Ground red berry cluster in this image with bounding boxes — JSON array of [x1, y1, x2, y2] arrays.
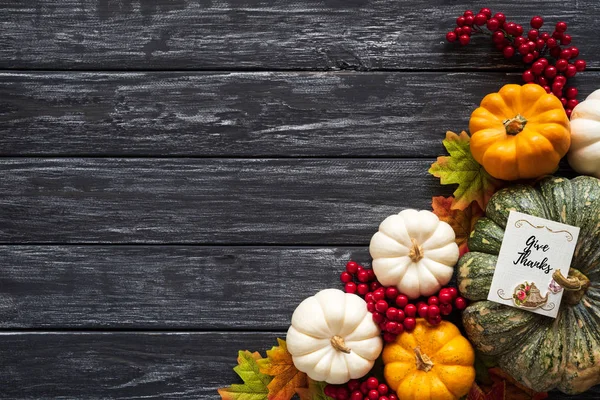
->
[[325, 377, 397, 400], [341, 261, 467, 343], [446, 9, 587, 117]]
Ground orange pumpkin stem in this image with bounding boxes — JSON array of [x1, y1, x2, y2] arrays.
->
[[409, 238, 424, 263], [503, 114, 528, 135], [414, 347, 434, 372], [330, 335, 351, 354]]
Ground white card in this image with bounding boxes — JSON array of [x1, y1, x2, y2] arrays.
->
[[487, 211, 580, 318]]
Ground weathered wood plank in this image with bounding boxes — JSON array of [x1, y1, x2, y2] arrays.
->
[[0, 331, 596, 399], [0, 158, 450, 244], [2, 71, 598, 156], [0, 0, 596, 70], [0, 246, 369, 329]]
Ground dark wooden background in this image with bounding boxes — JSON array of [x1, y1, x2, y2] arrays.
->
[[0, 1, 598, 398]]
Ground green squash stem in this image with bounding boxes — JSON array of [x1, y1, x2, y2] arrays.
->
[[552, 269, 590, 305], [503, 114, 527, 135]]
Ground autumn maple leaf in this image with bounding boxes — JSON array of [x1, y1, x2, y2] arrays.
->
[[218, 351, 272, 400], [296, 379, 332, 400], [431, 196, 484, 257], [429, 131, 503, 211], [257, 338, 307, 400]]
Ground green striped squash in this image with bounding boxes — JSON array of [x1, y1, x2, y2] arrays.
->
[[457, 176, 600, 395]]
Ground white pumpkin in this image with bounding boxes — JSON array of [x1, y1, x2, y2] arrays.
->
[[286, 288, 382, 384], [369, 209, 459, 299], [568, 89, 600, 178]]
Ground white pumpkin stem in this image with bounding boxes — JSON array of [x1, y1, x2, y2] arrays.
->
[[503, 114, 527, 135], [330, 335, 351, 354], [409, 238, 424, 263], [414, 347, 434, 372]]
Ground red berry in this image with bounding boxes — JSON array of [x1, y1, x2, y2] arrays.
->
[[531, 16, 544, 29], [567, 99, 578, 109], [532, 62, 544, 75], [494, 13, 506, 25], [464, 10, 474, 17], [527, 41, 536, 52], [395, 309, 405, 322], [515, 24, 524, 36], [554, 75, 567, 86], [552, 30, 564, 40], [492, 31, 505, 44], [454, 27, 463, 36], [544, 65, 557, 78], [375, 300, 389, 313], [367, 301, 375, 313], [386, 307, 398, 321], [346, 261, 359, 274], [504, 22, 517, 35], [428, 296, 439, 306], [538, 57, 549, 67], [395, 294, 408, 308], [569, 47, 579, 58], [447, 287, 458, 299], [439, 291, 453, 304], [364, 293, 374, 303], [456, 16, 466, 27], [561, 34, 572, 45], [560, 97, 568, 106], [543, 85, 551, 93], [514, 36, 526, 47], [357, 270, 369, 282], [550, 46, 561, 59], [373, 288, 385, 301], [540, 32, 550, 40], [360, 382, 369, 394], [380, 397, 388, 400], [366, 270, 375, 282], [566, 108, 572, 118], [385, 287, 399, 300], [474, 13, 488, 26], [465, 15, 475, 26], [372, 312, 384, 323], [565, 64, 577, 78], [325, 385, 337, 397], [518, 43, 530, 55], [368, 390, 379, 400], [462, 26, 473, 36], [454, 297, 468, 310], [341, 271, 353, 283], [440, 302, 453, 315], [385, 321, 398, 333], [566, 87, 578, 99], [369, 281, 380, 291], [357, 283, 369, 295], [459, 34, 470, 46], [404, 304, 417, 317], [403, 317, 416, 331], [555, 21, 568, 32], [418, 303, 429, 318], [536, 39, 545, 50], [338, 387, 350, 400], [537, 76, 548, 86], [383, 332, 396, 343], [486, 18, 500, 31], [553, 85, 564, 97], [480, 8, 492, 17], [389, 395, 398, 400], [575, 59, 587, 71], [351, 391, 363, 400], [546, 37, 558, 48], [345, 282, 357, 294], [348, 380, 361, 391], [522, 53, 535, 64], [507, 46, 520, 57], [378, 384, 389, 395], [366, 378, 379, 390], [556, 58, 568, 71], [392, 322, 404, 335], [560, 49, 572, 60], [428, 314, 443, 326], [528, 29, 539, 40], [428, 305, 440, 318]]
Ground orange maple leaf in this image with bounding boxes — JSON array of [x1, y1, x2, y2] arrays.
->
[[432, 196, 484, 257], [257, 338, 307, 400]]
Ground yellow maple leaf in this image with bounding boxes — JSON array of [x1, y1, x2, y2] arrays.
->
[[257, 338, 307, 400]]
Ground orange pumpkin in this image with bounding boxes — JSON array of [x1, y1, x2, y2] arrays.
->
[[469, 84, 570, 181], [383, 319, 475, 400]]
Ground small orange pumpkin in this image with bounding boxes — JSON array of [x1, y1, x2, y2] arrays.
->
[[469, 84, 570, 181], [383, 319, 475, 400]]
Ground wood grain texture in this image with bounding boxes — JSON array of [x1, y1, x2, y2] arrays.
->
[[0, 158, 451, 244], [0, 245, 370, 329], [0, 0, 596, 71], [2, 71, 599, 156], [0, 331, 595, 399]]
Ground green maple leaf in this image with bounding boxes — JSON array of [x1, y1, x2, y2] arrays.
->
[[429, 131, 503, 211], [218, 351, 272, 400], [296, 379, 332, 400]]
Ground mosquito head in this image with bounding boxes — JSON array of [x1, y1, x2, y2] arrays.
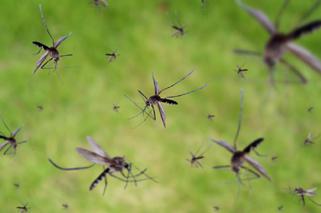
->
[[294, 187, 305, 195], [124, 162, 132, 173], [264, 55, 276, 68]]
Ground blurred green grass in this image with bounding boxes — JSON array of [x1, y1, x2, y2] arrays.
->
[[1, 0, 321, 212]]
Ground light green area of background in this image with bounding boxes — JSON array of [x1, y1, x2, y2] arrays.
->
[[1, 0, 321, 212]]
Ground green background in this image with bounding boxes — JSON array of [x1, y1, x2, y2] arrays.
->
[[1, 0, 321, 212]]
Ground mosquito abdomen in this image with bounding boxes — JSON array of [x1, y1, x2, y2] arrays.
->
[[161, 98, 177, 105], [89, 167, 110, 190]]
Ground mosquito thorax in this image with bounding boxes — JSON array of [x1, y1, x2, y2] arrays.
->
[[231, 152, 245, 173], [49, 47, 59, 59]]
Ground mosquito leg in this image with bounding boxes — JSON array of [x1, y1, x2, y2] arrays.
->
[[39, 4, 55, 45], [102, 171, 108, 195], [308, 197, 321, 206], [274, 0, 290, 30], [34, 47, 43, 55], [40, 58, 53, 70], [60, 54, 73, 57], [0, 143, 9, 152], [280, 58, 307, 84], [0, 117, 11, 134], [241, 166, 260, 179], [17, 140, 28, 145], [297, 0, 321, 24], [233, 49, 262, 57], [165, 84, 207, 99], [301, 195, 306, 206], [3, 145, 12, 155], [213, 165, 230, 170], [48, 158, 95, 171]]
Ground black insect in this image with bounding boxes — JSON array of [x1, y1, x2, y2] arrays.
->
[[49, 136, 155, 194], [292, 187, 321, 207], [236, 65, 248, 78], [172, 25, 185, 37], [212, 90, 271, 183], [271, 156, 278, 161], [187, 142, 211, 168], [0, 118, 27, 155], [113, 104, 120, 112], [235, 0, 321, 84], [105, 51, 118, 63], [16, 203, 29, 213], [127, 71, 207, 128], [33, 5, 72, 74], [208, 114, 215, 120]]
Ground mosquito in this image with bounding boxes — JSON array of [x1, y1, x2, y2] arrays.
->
[[187, 142, 211, 168], [33, 5, 72, 74], [49, 136, 154, 194], [307, 106, 314, 112], [16, 203, 29, 213], [172, 25, 185, 37], [62, 203, 69, 209], [291, 187, 321, 207], [277, 205, 284, 211], [0, 118, 27, 155], [127, 71, 207, 128], [304, 132, 320, 145], [235, 0, 321, 84], [236, 65, 248, 78], [93, 0, 108, 7], [105, 51, 118, 63], [208, 114, 215, 120], [37, 105, 44, 111], [113, 104, 120, 112], [212, 90, 271, 183]]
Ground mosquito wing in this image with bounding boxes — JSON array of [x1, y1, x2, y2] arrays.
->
[[86, 136, 109, 158], [76, 147, 109, 165], [156, 102, 166, 128], [305, 188, 317, 196], [211, 139, 236, 153], [236, 0, 276, 35], [0, 142, 8, 151], [54, 33, 71, 48], [11, 128, 21, 137], [152, 74, 160, 95], [34, 51, 49, 74], [244, 155, 271, 180], [286, 43, 321, 74]]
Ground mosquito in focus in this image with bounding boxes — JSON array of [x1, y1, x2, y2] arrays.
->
[[291, 187, 321, 207], [236, 65, 248, 78], [187, 142, 212, 168], [0, 118, 27, 155], [235, 0, 321, 84], [16, 203, 29, 213], [32, 5, 72, 74], [126, 71, 207, 128], [212, 90, 271, 183], [49, 136, 155, 194], [105, 51, 118, 63]]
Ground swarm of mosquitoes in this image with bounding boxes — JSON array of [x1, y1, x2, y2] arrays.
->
[[3, 0, 321, 211]]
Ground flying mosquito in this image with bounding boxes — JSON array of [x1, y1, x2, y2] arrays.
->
[[126, 71, 207, 128], [16, 203, 29, 213], [62, 203, 69, 209], [235, 0, 321, 84], [187, 142, 211, 168], [172, 25, 185, 37], [236, 65, 248, 78], [304, 132, 320, 145], [291, 187, 321, 207], [32, 5, 72, 74], [307, 106, 314, 112], [49, 136, 154, 194], [113, 104, 120, 112], [93, 0, 108, 7], [0, 118, 27, 155], [212, 90, 271, 183], [105, 51, 118, 63], [207, 114, 215, 120]]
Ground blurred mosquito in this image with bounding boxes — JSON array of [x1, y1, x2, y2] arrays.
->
[[62, 203, 69, 209], [212, 90, 271, 183], [235, 0, 321, 84], [277, 205, 284, 211], [127, 71, 207, 128], [271, 156, 278, 161], [16, 203, 29, 213], [37, 105, 44, 111], [304, 132, 320, 145], [236, 65, 248, 78], [172, 25, 185, 37], [14, 183, 20, 189], [208, 114, 215, 120], [113, 104, 120, 112], [0, 118, 27, 155], [49, 136, 155, 194], [213, 206, 220, 211], [291, 187, 321, 207], [105, 51, 118, 63], [307, 106, 314, 112], [33, 5, 72, 74], [187, 142, 212, 168], [93, 0, 108, 7]]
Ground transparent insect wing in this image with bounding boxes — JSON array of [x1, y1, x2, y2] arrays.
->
[[0, 142, 8, 151], [34, 51, 49, 73], [305, 188, 317, 196], [86, 136, 109, 158], [156, 102, 166, 128], [54, 33, 71, 48], [152, 74, 160, 95], [244, 155, 271, 180], [12, 128, 21, 137], [212, 139, 236, 153], [76, 147, 109, 165], [236, 0, 276, 34]]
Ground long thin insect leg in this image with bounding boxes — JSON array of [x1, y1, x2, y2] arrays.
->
[[234, 49, 262, 57], [280, 58, 307, 84], [102, 167, 108, 195], [233, 89, 244, 149], [240, 166, 260, 180], [60, 54, 73, 57], [274, 0, 290, 30], [48, 158, 95, 171], [297, 0, 321, 24], [137, 90, 148, 100], [0, 143, 9, 152], [17, 140, 28, 145], [159, 71, 194, 94], [301, 195, 306, 206], [165, 84, 207, 99], [41, 58, 53, 70], [3, 145, 12, 155], [213, 165, 230, 170], [39, 4, 55, 45], [0, 116, 11, 135], [151, 105, 156, 120]]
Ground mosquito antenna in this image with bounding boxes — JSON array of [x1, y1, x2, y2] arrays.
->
[[39, 4, 55, 45], [137, 90, 148, 100], [297, 0, 321, 24], [233, 89, 244, 149], [48, 158, 95, 171], [159, 71, 194, 94], [274, 0, 290, 30], [165, 84, 207, 99]]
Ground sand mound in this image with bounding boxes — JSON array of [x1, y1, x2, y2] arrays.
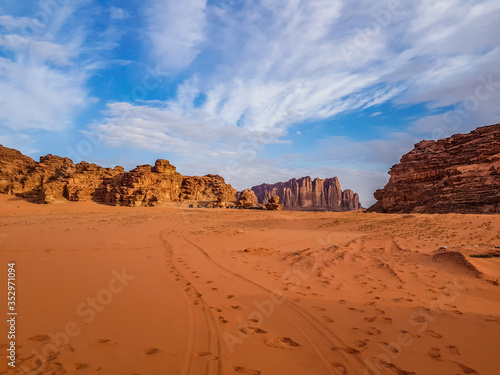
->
[[432, 250, 482, 277], [242, 247, 274, 255]]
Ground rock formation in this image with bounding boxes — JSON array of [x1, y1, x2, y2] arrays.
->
[[368, 124, 500, 214], [236, 188, 259, 208], [250, 176, 361, 211], [265, 196, 283, 211], [0, 145, 236, 206]]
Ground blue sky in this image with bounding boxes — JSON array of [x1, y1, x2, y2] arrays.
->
[[1, 0, 500, 206]]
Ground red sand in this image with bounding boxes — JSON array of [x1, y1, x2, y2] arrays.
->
[[0, 194, 499, 374]]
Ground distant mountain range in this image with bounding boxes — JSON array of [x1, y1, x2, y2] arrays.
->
[[250, 176, 362, 211]]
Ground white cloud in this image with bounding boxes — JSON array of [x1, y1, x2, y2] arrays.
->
[[0, 35, 72, 65], [0, 15, 32, 30], [133, 0, 500, 140], [145, 0, 207, 72], [0, 57, 90, 131], [110, 7, 130, 20], [0, 10, 93, 131], [0, 3, 120, 132]]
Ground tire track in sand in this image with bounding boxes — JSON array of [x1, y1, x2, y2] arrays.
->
[[179, 232, 367, 374], [159, 234, 221, 375]]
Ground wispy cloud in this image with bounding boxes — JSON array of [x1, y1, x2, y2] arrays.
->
[[145, 0, 207, 72], [109, 0, 500, 140], [0, 2, 132, 133]]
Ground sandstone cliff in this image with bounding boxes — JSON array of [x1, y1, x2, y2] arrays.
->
[[0, 145, 236, 206], [251, 176, 361, 211], [368, 124, 500, 214]]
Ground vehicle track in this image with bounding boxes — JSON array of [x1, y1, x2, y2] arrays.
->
[[159, 233, 221, 375], [179, 231, 367, 374]]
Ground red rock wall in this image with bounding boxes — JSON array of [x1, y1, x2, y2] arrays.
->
[[0, 145, 236, 206], [368, 124, 500, 214], [251, 176, 361, 211]]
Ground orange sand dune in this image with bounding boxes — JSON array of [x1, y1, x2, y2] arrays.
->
[[0, 194, 499, 375]]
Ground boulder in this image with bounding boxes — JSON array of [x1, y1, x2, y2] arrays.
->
[[236, 188, 259, 208], [265, 196, 283, 211]]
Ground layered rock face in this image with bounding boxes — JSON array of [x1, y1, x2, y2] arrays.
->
[[368, 124, 500, 214], [251, 176, 361, 211], [0, 145, 236, 206]]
* * * *
Look for the line with "Ground wispy cloud" in the listing above. Print it and each later line exactly, ending with the last line.

FINISHED EXERCISE —
Ground wispy cloud in this image with bounding boxes — JSON array of [x1, y1, x2, y2] arrays.
->
[[145, 0, 207, 72], [109, 0, 500, 140], [0, 2, 132, 133]]
Ground sandstone cliff in this image with bounding boxes — JSON array of [x1, y1, x2, y2] arrays.
->
[[0, 145, 236, 206], [251, 176, 361, 211], [368, 124, 500, 214]]
Ground vehicle track in this image with bounding boxes — JSON array of [x1, y1, x2, y2] arrays.
->
[[159, 233, 221, 375], [179, 231, 367, 374]]
Ground red rock wall in this image with bounding boxes — JSON array of [x1, y1, x2, y2] arrays.
->
[[0, 145, 236, 206], [368, 124, 500, 214], [251, 176, 361, 211]]
Ground orange sand dune in this image with bounding boxes — JSON array of [x1, y1, x2, y2] arrays.
->
[[0, 194, 499, 375]]
Ground boulder in this image with bounding boxes — JSON array of [x1, y1, x2, y2] arrays.
->
[[236, 188, 259, 208], [265, 196, 283, 211]]
Ground layered rock face in this image with bounding boxes — JSON array of [x1, y1, x2, y2] arrays.
->
[[368, 124, 500, 214], [251, 176, 361, 211], [0, 145, 236, 206]]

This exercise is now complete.